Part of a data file
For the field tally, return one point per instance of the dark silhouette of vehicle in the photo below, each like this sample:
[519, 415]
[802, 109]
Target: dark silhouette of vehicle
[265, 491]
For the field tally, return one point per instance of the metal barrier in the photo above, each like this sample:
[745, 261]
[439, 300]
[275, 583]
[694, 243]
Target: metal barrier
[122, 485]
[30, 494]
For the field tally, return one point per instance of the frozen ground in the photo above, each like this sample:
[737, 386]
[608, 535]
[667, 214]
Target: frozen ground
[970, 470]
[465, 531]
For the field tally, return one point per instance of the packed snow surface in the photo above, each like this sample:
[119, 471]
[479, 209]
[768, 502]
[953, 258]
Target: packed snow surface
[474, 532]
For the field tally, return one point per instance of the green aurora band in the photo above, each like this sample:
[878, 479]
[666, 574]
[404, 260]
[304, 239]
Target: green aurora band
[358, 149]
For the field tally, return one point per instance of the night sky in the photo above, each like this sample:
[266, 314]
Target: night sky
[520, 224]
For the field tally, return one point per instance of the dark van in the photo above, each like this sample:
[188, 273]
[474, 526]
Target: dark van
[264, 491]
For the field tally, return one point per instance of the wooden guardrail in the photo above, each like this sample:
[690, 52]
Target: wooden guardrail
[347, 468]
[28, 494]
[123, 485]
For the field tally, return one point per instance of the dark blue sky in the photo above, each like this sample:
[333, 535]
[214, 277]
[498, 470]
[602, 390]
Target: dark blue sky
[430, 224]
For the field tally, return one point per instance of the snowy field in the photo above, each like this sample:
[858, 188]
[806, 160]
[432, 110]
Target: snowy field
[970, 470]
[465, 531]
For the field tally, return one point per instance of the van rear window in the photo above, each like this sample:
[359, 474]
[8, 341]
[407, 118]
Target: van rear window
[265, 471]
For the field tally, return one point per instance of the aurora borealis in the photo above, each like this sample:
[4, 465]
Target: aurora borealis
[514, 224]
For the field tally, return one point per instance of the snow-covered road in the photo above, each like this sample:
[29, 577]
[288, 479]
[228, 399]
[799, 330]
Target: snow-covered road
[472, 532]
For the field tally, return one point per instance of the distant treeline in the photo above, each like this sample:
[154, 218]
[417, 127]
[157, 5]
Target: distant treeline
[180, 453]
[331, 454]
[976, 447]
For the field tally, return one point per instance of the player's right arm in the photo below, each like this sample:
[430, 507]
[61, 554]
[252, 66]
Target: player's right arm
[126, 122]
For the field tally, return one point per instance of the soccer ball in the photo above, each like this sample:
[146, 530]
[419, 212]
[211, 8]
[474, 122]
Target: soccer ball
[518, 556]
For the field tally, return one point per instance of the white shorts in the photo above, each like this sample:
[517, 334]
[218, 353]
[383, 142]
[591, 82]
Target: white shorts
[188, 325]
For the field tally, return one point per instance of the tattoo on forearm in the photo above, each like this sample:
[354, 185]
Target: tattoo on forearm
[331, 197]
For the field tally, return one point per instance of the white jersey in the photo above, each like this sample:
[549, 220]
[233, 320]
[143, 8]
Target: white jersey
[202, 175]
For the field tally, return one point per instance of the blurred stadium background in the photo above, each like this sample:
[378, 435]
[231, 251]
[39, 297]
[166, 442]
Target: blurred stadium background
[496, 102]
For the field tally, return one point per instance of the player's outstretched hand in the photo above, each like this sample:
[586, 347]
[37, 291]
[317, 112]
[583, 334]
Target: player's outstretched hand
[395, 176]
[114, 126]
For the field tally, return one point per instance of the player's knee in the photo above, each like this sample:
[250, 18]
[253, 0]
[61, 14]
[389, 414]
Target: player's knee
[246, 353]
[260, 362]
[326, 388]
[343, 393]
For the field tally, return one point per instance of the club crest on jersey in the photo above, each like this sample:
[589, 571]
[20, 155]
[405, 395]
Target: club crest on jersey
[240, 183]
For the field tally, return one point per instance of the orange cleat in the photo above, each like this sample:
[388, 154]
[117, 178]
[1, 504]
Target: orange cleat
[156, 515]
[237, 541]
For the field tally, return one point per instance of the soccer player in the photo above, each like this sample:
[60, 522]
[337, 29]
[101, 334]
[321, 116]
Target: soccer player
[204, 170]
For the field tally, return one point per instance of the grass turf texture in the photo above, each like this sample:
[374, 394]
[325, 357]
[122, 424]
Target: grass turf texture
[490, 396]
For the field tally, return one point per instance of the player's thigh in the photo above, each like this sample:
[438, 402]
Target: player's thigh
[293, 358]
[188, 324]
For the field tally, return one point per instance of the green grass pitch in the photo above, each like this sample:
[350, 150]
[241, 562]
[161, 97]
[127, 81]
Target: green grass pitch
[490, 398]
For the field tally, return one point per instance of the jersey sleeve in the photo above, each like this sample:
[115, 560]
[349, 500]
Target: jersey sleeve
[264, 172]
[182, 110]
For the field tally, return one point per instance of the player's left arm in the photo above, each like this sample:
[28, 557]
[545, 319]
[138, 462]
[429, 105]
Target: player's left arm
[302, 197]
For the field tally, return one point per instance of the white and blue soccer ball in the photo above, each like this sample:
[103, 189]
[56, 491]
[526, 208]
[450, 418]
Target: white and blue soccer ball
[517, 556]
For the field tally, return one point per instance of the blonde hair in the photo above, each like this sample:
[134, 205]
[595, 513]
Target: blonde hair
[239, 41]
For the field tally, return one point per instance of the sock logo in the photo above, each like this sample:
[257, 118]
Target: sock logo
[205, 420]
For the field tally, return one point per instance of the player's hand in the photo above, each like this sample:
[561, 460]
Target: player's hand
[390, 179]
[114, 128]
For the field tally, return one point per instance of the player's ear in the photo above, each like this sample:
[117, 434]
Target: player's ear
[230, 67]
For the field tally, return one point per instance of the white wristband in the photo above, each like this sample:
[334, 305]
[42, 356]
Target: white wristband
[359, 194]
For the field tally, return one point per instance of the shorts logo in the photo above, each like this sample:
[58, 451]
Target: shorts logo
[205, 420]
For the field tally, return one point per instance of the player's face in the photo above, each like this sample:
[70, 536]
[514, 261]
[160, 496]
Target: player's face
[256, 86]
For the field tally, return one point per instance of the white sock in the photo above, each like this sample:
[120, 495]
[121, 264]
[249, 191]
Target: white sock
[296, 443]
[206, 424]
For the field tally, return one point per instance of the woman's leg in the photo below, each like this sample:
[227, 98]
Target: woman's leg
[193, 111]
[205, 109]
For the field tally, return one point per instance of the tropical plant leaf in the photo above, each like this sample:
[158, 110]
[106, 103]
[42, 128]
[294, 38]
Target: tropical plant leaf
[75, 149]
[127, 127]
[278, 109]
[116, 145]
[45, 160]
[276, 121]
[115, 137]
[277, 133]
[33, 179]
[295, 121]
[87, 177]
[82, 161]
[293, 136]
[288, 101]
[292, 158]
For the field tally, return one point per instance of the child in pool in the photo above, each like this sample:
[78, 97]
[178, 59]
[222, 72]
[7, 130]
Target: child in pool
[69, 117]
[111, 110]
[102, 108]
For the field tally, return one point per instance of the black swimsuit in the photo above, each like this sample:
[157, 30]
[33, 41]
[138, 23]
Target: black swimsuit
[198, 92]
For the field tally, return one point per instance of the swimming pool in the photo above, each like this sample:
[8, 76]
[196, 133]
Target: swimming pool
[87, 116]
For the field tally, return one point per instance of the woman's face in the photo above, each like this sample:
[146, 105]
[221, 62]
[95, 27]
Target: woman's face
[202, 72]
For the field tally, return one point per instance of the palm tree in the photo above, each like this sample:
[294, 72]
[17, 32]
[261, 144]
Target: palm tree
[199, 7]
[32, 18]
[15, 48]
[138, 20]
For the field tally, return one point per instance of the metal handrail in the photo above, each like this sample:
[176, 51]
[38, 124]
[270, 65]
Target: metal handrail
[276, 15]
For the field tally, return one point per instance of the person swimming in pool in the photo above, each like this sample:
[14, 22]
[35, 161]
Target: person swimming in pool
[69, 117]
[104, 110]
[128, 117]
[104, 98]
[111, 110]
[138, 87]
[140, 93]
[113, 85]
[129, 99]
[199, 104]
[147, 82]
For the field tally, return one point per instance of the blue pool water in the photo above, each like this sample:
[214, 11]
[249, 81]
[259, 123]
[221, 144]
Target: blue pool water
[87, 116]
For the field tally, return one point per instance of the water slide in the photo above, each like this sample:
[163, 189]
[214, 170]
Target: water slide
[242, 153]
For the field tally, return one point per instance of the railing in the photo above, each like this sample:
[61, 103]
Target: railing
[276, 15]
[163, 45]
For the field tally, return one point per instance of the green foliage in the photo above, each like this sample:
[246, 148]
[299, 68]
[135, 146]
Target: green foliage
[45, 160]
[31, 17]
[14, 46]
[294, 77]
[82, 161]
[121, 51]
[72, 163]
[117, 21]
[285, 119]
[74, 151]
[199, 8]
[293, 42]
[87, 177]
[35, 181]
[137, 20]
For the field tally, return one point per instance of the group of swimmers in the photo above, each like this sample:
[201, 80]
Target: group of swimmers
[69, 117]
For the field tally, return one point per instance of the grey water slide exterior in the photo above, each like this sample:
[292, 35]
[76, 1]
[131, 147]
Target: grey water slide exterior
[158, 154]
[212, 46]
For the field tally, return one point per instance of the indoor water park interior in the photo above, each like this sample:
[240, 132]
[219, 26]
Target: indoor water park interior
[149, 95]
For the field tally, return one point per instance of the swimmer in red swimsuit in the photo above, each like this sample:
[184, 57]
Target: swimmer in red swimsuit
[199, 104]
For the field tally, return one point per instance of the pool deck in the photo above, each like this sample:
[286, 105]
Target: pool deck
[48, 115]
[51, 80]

* * *

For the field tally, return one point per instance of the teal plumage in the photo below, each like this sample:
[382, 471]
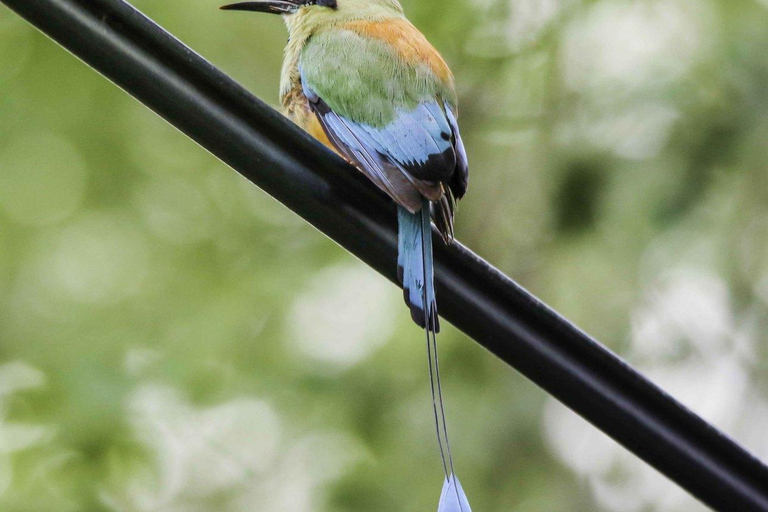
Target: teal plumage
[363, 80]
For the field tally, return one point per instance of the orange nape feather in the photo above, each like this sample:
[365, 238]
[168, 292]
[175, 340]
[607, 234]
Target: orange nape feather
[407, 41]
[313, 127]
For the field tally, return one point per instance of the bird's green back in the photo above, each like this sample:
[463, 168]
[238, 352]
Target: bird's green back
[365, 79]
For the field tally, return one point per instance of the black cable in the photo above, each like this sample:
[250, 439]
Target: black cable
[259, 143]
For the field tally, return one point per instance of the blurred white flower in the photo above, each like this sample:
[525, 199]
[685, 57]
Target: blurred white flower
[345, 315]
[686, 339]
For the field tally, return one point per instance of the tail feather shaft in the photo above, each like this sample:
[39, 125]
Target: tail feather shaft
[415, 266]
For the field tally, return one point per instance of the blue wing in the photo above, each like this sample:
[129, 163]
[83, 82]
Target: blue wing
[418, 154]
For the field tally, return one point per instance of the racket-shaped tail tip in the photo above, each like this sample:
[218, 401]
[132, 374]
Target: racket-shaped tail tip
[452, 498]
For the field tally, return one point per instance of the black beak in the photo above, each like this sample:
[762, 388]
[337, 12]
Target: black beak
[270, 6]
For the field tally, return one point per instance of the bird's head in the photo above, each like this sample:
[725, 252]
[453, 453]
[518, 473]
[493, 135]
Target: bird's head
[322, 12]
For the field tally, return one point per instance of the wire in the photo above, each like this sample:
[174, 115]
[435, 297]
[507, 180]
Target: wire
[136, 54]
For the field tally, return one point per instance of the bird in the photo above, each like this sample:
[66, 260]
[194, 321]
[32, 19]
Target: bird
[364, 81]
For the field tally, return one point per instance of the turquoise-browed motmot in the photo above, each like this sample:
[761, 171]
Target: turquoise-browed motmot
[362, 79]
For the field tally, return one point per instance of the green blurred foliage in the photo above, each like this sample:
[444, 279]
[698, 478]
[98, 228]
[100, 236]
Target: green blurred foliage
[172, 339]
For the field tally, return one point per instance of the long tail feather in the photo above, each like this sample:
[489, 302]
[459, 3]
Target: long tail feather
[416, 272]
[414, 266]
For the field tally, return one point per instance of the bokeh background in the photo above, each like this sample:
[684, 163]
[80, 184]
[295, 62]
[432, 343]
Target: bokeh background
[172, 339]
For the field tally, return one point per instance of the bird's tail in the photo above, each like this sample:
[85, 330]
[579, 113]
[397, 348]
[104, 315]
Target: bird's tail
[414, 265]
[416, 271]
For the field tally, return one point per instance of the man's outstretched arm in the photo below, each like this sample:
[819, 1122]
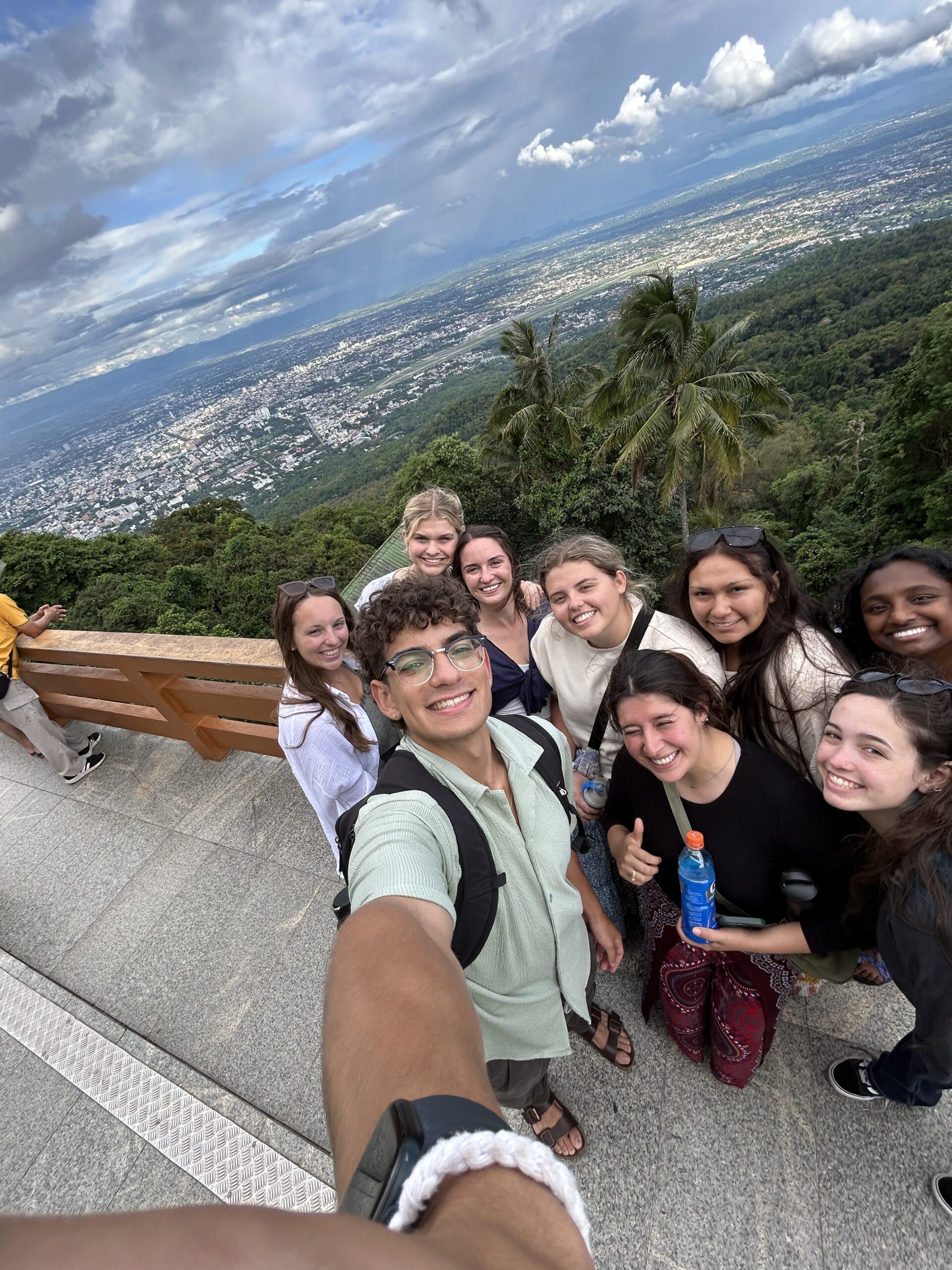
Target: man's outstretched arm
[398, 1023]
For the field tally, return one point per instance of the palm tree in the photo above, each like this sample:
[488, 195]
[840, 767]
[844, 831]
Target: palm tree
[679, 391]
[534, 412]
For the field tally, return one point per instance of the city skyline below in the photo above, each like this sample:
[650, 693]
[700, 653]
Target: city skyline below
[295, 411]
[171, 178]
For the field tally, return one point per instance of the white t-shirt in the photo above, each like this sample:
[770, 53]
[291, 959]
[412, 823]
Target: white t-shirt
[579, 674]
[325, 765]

==

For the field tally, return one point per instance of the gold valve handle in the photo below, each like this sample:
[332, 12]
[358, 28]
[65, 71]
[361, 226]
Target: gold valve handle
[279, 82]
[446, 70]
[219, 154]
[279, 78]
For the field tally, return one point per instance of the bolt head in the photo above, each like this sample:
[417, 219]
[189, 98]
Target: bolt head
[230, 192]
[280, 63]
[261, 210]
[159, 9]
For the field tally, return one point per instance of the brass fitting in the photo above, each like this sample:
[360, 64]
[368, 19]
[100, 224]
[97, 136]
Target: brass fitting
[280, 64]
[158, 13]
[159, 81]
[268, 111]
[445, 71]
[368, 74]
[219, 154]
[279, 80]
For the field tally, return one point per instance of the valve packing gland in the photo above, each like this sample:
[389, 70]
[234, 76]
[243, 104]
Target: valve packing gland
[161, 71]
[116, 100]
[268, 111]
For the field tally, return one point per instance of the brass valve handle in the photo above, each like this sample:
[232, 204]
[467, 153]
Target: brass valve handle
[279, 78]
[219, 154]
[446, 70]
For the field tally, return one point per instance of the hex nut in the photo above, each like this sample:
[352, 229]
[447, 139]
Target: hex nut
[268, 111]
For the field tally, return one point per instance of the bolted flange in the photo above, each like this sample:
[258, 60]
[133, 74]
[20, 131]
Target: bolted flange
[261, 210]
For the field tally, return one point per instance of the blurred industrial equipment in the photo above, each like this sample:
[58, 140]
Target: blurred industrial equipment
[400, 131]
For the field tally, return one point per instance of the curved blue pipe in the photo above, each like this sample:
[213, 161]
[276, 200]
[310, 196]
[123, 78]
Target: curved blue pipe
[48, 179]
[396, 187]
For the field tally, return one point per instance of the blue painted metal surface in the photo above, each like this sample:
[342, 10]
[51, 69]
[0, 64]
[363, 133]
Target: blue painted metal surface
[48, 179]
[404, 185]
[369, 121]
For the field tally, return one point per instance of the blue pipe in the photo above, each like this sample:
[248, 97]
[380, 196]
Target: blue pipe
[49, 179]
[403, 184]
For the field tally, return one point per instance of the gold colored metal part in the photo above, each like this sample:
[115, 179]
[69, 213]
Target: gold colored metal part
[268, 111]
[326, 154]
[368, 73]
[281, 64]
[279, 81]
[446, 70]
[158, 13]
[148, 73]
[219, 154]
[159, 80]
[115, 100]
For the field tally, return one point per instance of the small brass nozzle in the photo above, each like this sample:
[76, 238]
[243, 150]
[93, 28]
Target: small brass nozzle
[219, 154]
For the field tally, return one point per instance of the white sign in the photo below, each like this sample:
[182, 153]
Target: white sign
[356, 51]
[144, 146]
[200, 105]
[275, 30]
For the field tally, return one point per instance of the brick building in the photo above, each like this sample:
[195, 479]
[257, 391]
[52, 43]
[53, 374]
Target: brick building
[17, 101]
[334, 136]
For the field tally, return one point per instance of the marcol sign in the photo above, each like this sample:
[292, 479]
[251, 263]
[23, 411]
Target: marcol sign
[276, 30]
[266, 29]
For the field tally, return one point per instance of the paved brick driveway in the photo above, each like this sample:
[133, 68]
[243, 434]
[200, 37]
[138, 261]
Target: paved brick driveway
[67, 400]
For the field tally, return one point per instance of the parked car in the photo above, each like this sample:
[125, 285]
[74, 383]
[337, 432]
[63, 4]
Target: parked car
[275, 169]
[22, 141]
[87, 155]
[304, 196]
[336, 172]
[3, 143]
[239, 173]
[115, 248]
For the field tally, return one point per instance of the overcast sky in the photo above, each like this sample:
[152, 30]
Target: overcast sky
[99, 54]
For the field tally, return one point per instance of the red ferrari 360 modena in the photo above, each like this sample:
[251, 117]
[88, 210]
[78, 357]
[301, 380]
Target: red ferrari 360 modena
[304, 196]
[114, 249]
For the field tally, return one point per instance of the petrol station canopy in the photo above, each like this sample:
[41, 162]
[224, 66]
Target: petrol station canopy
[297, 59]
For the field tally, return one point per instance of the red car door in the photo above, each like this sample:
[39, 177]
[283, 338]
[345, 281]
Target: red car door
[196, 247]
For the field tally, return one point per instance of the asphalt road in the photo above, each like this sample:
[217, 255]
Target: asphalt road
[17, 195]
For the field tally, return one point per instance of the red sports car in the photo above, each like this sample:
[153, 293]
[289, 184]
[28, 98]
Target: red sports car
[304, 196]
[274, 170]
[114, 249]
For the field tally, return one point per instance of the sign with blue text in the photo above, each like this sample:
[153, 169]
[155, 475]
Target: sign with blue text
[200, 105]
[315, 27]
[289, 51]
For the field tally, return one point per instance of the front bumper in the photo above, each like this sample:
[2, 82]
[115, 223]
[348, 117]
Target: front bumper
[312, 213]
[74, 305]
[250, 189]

Short task:
Copy out each line in the data file above that contains the word "wooden".

Answer in full:
For the field tally, return one point per instance of the wooden guardrail in the photo above, each like this sample:
Target: wooden guardrail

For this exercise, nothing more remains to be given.